_What the exercise asks_
Give every line below again, exactly.

_Records from a data collection_
- - - -

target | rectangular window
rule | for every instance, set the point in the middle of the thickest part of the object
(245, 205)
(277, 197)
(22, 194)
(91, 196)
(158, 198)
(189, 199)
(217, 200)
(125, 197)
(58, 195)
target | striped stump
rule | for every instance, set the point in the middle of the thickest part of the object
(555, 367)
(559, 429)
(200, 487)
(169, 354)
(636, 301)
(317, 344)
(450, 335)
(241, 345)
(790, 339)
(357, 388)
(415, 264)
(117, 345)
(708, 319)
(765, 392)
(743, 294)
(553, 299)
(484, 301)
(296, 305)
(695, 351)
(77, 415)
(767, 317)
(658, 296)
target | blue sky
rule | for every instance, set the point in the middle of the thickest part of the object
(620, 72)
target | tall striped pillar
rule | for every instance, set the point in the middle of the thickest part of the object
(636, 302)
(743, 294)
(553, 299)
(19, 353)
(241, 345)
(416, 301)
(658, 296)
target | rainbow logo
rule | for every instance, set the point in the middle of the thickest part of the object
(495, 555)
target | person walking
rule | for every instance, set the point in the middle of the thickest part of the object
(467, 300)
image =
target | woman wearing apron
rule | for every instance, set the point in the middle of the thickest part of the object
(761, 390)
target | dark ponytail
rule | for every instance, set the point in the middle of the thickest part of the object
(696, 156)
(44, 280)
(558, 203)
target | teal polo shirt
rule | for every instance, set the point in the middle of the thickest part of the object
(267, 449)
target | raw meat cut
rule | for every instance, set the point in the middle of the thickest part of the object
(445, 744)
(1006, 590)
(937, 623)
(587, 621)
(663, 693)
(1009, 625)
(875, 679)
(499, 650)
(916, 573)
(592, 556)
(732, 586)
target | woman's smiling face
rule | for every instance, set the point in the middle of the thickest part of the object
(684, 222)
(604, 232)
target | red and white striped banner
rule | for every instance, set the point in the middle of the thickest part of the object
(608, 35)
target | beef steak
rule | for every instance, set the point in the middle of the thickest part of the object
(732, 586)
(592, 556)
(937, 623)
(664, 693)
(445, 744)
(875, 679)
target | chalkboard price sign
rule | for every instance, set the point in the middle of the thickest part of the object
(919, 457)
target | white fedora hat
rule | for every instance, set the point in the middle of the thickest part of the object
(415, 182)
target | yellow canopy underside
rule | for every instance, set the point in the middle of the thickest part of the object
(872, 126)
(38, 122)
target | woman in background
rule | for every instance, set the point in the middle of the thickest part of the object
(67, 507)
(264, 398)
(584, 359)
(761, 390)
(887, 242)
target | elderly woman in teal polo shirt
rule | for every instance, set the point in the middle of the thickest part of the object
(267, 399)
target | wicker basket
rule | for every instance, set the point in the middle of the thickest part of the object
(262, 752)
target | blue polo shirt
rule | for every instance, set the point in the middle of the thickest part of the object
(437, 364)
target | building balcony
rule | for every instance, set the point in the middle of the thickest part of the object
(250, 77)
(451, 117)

- - - -

_The output_
target | rectangular window
rule | for every instance, set the point in the middle of the thickest part of the object
(245, 205)
(277, 197)
(22, 194)
(91, 196)
(158, 198)
(189, 199)
(217, 200)
(125, 197)
(58, 195)
target | striped stump
rule | for every instance, set the point in the middle of the thickest part of the object
(555, 367)
(559, 429)
(200, 487)
(169, 354)
(636, 301)
(317, 344)
(450, 335)
(241, 345)
(790, 339)
(357, 388)
(415, 264)
(117, 345)
(708, 319)
(765, 392)
(743, 294)
(553, 299)
(484, 301)
(296, 305)
(695, 351)
(77, 415)
(767, 317)
(658, 296)
target | blue sky
rule | for every instance, set the point in the middle of the thickest part of the object
(620, 72)
target | tall striped pillar
rule | for every instance, set the point in the middle of the thickest part of the object
(636, 302)
(743, 294)
(553, 299)
(19, 353)
(241, 345)
(416, 301)
(658, 296)
target | rainbow logo
rule | for every instance, set the point in the middle of the thickest part of the object
(495, 555)
target | person walking
rule | for every instance, set the point in the middle of the thickest part of the object
(467, 300)
image =
target | woman wearing apron
rule | for every instance, set the point in the middle of the thickest part of the object
(761, 390)
target | dark ponytail
rule | for every instance, set the point in the middle of the thickest part of the object
(696, 156)
(44, 280)
(558, 203)
target | teal polo shirt
rule | for every instance, set the point in the middle of the thickest part of the object
(267, 449)
target | raw meat cut
rule | for every instance, set the point in the middle of the thickest part of the object
(445, 744)
(1006, 590)
(937, 623)
(587, 621)
(663, 693)
(1009, 625)
(875, 679)
(499, 650)
(916, 573)
(592, 556)
(732, 586)
target | woman's smiling face
rule | for every instance, set the point in the middle of the thickest part of the object
(684, 222)
(604, 232)
target | red and white striped banner
rule | for every instance, set the point in the middle of the thickest part of the object
(608, 35)
target | beef steak
rule | for every instance, set the point in the middle of the thickest part of the object
(732, 586)
(592, 556)
(937, 623)
(664, 693)
(445, 744)
(875, 679)
target | chalkboard price sign
rule | for every instance, set the point in the middle of the thickest part of the object
(919, 457)
target | white fedora hat
rule | for every instance, set the point in the middle of the thickest part of the object
(415, 182)
target | yellow canopy underside
rule | for every instance, set the point in the middle of the thickest part of the object
(872, 126)
(38, 122)
target | woman in background
rule | for every instance, set the point in the middle of the thickest part of the object
(67, 507)
(264, 398)
(584, 359)
(761, 390)
(887, 242)
target | elderly woman in teal polo shirt
rule | for every instance, set the point in the middle of the thickest part of the object
(267, 399)
target | wicker basket
rule | for every instance, set the point in the middle of the thickest part of the object
(262, 752)
target | blue polo shirt
rule | for every instance, set the point in the middle of the thickest part of the object
(437, 364)
target | building balcony
rule | for every instance, set the point in the middle of the thickest part of the object
(250, 77)
(451, 117)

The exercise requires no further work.